┌────────
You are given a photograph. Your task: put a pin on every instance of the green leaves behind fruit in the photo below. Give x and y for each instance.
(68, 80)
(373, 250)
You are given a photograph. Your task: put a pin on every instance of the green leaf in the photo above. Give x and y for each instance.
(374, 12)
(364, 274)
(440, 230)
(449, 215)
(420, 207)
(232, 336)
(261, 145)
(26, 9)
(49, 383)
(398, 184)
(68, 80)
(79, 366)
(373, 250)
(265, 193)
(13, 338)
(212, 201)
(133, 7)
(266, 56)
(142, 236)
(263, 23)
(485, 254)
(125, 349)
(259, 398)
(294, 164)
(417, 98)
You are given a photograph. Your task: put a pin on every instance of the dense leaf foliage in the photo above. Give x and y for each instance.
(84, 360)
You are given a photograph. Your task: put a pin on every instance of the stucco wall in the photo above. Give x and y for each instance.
└────────
-- WHAT THE EXERCISE ASKS --
The whole listing needs repeating. Match each line exactly.

-- RESULT OF THE TASK --
You are given a photograph. Your task: put a pin on every instance of the green leaves behind fruit in the photo below. Give x and y for each instance.
(68, 80)
(373, 250)
You are given a photograph. Your task: put a pin on every instance of the green leaf in the photo above. Give x and y for each instance.
(374, 12)
(364, 274)
(440, 230)
(449, 215)
(420, 207)
(232, 336)
(261, 145)
(26, 9)
(49, 383)
(398, 184)
(68, 80)
(79, 366)
(373, 250)
(265, 193)
(13, 338)
(212, 201)
(133, 7)
(266, 56)
(142, 236)
(263, 23)
(485, 254)
(125, 349)
(259, 398)
(294, 164)
(417, 98)
You are given a photograph. Your task: put a pin on every instance of the dense leaf foliage in the photo above. Give x and y for each instance.
(84, 360)
You are given a photograph. Your task: put a pin on every instance of the stucco wall in the photo above. Give x and y for each instance.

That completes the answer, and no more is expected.